• Task details
Copy out the records word for word, from their first line up to and including the line with "(767, 1123)". Leave the pictures out.

• Data provided

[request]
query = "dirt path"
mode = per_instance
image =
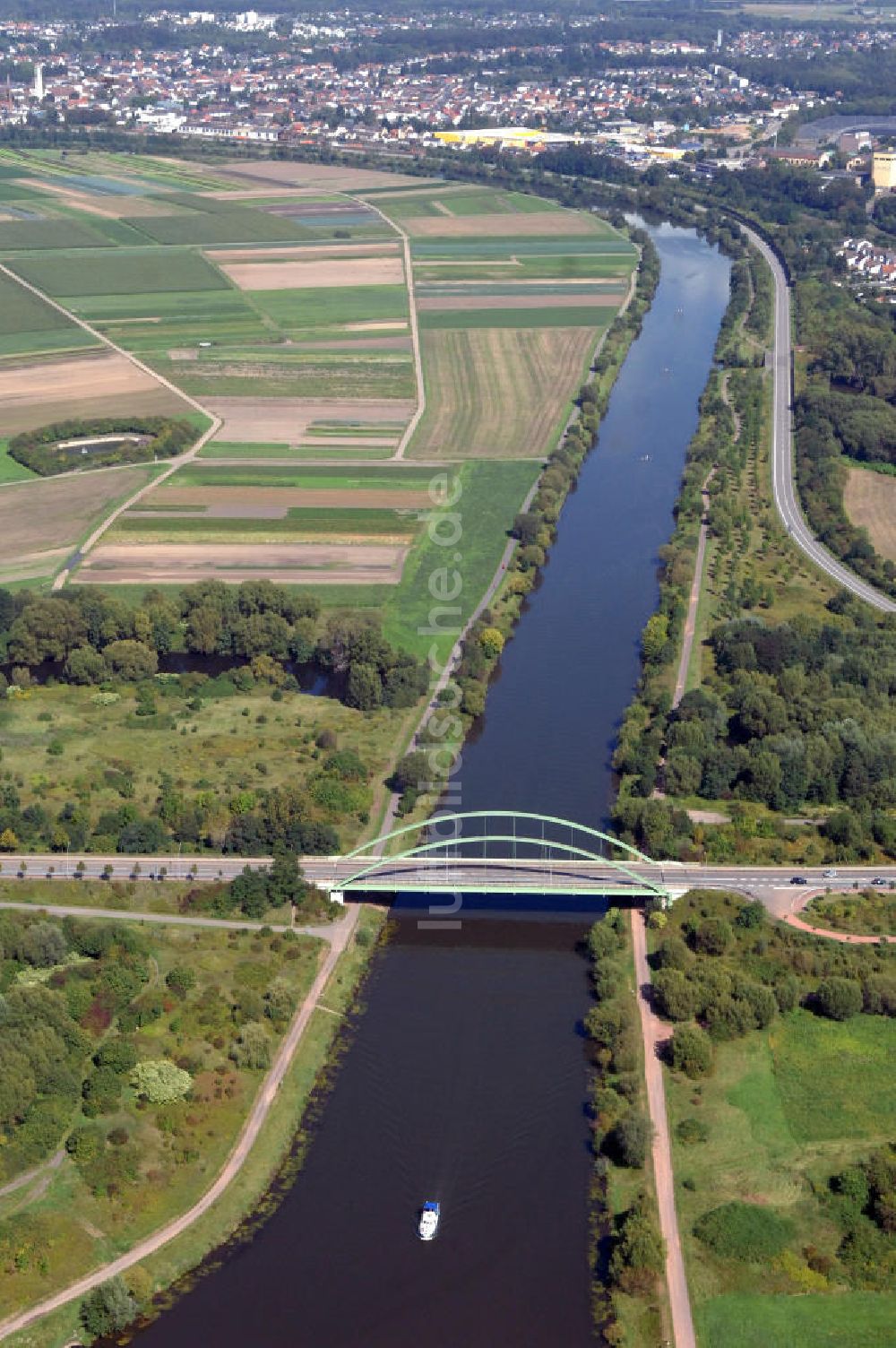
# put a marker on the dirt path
(233, 1163)
(655, 1033)
(176, 462)
(844, 938)
(690, 622)
(43, 1169)
(415, 333)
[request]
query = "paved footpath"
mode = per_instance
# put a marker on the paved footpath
(233, 1163)
(655, 1033)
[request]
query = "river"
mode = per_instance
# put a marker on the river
(467, 1075)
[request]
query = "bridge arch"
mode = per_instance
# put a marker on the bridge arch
(589, 848)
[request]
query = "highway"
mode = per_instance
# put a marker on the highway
(784, 487)
(472, 874)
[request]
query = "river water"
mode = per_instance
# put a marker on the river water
(467, 1076)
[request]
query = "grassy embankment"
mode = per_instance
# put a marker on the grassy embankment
(868, 912)
(280, 1145)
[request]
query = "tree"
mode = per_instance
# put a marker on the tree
(131, 661)
(43, 946)
(639, 1254)
(630, 1139)
(492, 642)
(713, 936)
(363, 689)
(839, 999)
(181, 979)
(692, 1050)
(654, 638)
(160, 1081)
(676, 995)
(252, 1048)
(109, 1308)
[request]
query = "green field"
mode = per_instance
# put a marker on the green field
(230, 225)
(836, 1080)
(299, 375)
(491, 497)
(841, 1320)
(29, 325)
(267, 475)
(149, 272)
(572, 246)
(331, 307)
(570, 315)
(38, 235)
(538, 269)
(297, 523)
(221, 449)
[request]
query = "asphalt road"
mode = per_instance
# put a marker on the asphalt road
(784, 487)
(417, 872)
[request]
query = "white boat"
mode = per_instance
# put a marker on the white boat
(430, 1214)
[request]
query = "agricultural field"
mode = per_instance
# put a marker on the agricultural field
(221, 744)
(499, 393)
(40, 521)
(30, 326)
(869, 499)
(133, 1163)
(277, 298)
(767, 1123)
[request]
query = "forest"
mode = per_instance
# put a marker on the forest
(88, 666)
(100, 443)
(797, 714)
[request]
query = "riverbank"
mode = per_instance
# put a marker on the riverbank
(264, 1173)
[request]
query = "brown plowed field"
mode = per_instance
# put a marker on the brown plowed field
(54, 513)
(290, 564)
(288, 497)
(328, 177)
(101, 385)
(871, 503)
(318, 274)
(497, 393)
(554, 224)
(464, 302)
(259, 421)
(282, 253)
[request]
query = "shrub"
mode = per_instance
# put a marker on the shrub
(119, 1054)
(639, 1254)
(252, 1048)
(181, 979)
(676, 997)
(108, 1309)
(744, 1231)
(713, 936)
(692, 1051)
(692, 1131)
(839, 999)
(160, 1081)
(628, 1141)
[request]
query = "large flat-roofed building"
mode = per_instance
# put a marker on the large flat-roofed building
(527, 138)
(884, 170)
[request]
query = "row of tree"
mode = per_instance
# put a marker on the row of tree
(100, 443)
(93, 636)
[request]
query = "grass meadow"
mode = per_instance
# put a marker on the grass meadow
(783, 1111)
(491, 495)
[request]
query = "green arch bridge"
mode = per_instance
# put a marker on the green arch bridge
(496, 852)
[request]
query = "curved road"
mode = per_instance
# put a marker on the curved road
(232, 1166)
(784, 487)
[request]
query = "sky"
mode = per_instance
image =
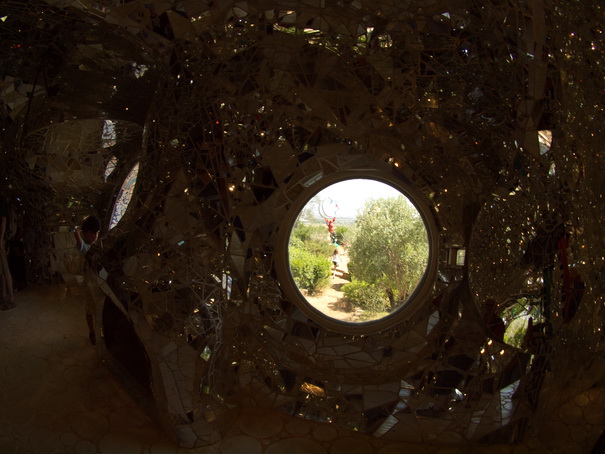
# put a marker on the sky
(351, 195)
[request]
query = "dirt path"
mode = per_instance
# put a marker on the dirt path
(330, 300)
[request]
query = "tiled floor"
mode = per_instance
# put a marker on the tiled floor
(57, 396)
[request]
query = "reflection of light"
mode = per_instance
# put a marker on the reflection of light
(111, 166)
(124, 196)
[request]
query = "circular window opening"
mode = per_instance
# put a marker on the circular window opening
(358, 250)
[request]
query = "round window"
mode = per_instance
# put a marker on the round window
(359, 252)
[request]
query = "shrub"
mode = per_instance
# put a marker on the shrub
(369, 297)
(310, 272)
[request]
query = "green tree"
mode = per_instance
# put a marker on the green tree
(389, 248)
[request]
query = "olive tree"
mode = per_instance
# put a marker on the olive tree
(390, 247)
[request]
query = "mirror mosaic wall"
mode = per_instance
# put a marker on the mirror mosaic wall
(235, 114)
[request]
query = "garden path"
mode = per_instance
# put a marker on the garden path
(330, 301)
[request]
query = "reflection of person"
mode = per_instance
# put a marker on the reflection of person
(462, 351)
(335, 262)
(86, 236)
(8, 296)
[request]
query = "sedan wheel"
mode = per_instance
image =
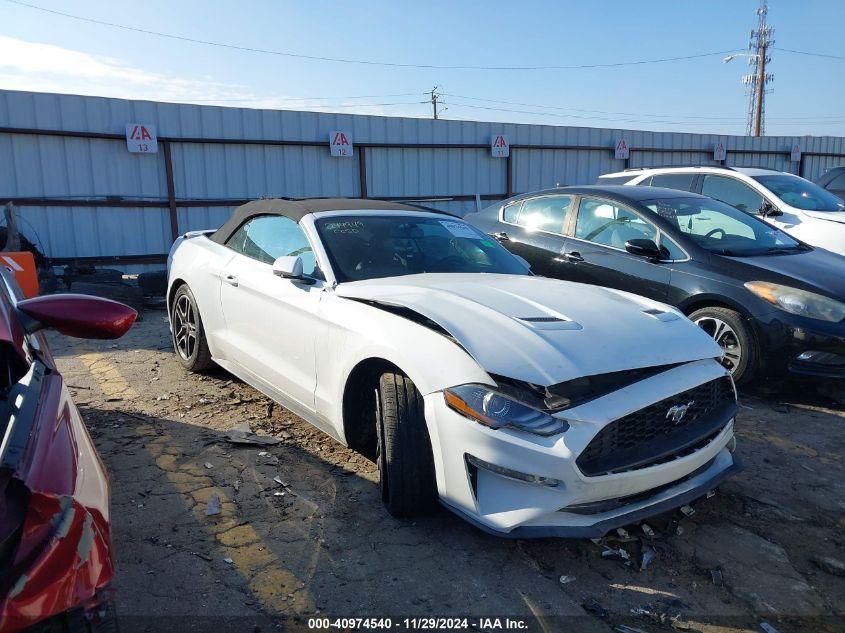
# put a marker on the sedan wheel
(727, 339)
(185, 327)
(188, 335)
(734, 335)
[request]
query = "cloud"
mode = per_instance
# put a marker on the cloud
(38, 67)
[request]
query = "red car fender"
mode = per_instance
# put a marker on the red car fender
(64, 557)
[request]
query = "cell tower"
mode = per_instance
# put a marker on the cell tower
(757, 81)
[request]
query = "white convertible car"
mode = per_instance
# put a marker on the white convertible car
(529, 406)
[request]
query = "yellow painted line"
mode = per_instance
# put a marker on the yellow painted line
(270, 582)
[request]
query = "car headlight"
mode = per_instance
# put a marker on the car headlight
(492, 409)
(801, 302)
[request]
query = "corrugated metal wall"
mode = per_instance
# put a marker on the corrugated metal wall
(228, 154)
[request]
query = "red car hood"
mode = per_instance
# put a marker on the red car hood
(54, 497)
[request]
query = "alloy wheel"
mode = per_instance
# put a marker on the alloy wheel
(727, 339)
(185, 327)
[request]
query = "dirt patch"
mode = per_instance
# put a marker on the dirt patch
(301, 529)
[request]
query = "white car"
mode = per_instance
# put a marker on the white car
(792, 204)
(529, 406)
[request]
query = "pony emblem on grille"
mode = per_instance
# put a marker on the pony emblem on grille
(678, 412)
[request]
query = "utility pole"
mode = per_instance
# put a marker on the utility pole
(761, 40)
(434, 97)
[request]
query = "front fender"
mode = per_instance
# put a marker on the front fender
(357, 332)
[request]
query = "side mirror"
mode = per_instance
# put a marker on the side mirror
(644, 248)
(767, 209)
(80, 316)
(523, 261)
(290, 267)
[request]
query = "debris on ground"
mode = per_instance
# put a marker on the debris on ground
(647, 556)
(213, 505)
(242, 435)
(593, 607)
(832, 566)
(617, 553)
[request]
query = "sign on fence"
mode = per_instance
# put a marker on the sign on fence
(340, 144)
(141, 138)
(499, 147)
(623, 151)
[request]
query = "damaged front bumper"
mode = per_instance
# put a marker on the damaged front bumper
(518, 485)
(62, 561)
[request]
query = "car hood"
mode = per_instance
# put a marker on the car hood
(543, 331)
(831, 216)
(817, 269)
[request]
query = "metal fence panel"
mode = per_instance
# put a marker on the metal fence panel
(96, 232)
(234, 153)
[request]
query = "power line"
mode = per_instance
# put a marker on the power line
(340, 105)
(791, 50)
(401, 94)
(365, 62)
(633, 114)
(661, 122)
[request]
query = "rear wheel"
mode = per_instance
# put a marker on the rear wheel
(189, 341)
(406, 465)
(735, 337)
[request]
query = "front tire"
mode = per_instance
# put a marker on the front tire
(736, 338)
(405, 461)
(188, 335)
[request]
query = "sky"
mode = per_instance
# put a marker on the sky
(46, 52)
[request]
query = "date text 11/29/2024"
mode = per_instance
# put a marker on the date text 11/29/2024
(425, 623)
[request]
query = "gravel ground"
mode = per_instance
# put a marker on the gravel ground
(301, 530)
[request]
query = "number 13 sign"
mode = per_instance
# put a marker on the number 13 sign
(141, 138)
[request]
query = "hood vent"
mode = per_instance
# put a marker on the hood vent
(660, 315)
(550, 323)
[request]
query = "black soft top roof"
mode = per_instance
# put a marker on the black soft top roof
(298, 209)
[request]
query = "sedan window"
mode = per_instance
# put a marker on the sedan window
(373, 247)
(673, 181)
(800, 193)
(545, 214)
(722, 229)
(605, 223)
(510, 212)
(268, 237)
(732, 191)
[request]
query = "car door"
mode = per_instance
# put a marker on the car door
(533, 229)
(596, 249)
(745, 198)
(271, 322)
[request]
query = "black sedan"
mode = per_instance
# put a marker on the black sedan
(773, 303)
(834, 181)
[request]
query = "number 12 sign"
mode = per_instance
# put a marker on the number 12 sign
(340, 144)
(141, 138)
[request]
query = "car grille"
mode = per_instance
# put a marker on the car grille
(651, 435)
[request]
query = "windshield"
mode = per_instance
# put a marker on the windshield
(722, 229)
(800, 193)
(371, 247)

• Final answer
[request]
query = "dirt path"
mode = per_instance
image =
# put a marker on the dirt path
(233, 1163)
(655, 1033)
(176, 462)
(844, 938)
(690, 622)
(43, 1169)
(415, 333)
[request]
query = "paved footpath"
mode = per_instance
# put a marker on the paved footpath
(233, 1163)
(655, 1033)
[request]
query = "river"
mode = per_instance
# put a marker on the river
(467, 1075)
[request]
query = "bridge arch"
mode = per_instance
# put a marker on the bridge arch
(589, 848)
[request]
query = "highway"
mode = per_instance
# put a marker on the highway
(784, 487)
(472, 874)
[request]
query = "river water"
mode = per_instance
# put a marker on the river water
(467, 1076)
[request]
query = "grassy embankment"
mode = per_instance
# put a marker on the grassy embankment
(868, 912)
(280, 1145)
[request]
query = "tree"
mode = per_instance
# put a marker on the tree
(131, 661)
(43, 946)
(639, 1254)
(630, 1139)
(492, 642)
(713, 936)
(363, 689)
(839, 999)
(181, 979)
(692, 1050)
(654, 638)
(160, 1081)
(676, 995)
(252, 1048)
(109, 1308)
[request]
query = "green field"
mode = per_instance
# put a marker on the green field
(230, 225)
(836, 1080)
(299, 375)
(491, 497)
(841, 1320)
(29, 325)
(267, 475)
(149, 272)
(572, 246)
(331, 307)
(570, 315)
(38, 235)
(538, 269)
(297, 523)
(221, 449)
[request]
query = "asphalt road"
mode = per_instance
# put a marker on the asphalt road
(784, 487)
(417, 872)
[request]
query = "white boat"
mode = per_instance
# put a marker on the white boat
(430, 1214)
[request]
query = "agricultural field"
mode = per_instance
# put a marker on the agricultural field
(221, 744)
(499, 393)
(40, 521)
(30, 326)
(869, 499)
(133, 1163)
(277, 298)
(767, 1123)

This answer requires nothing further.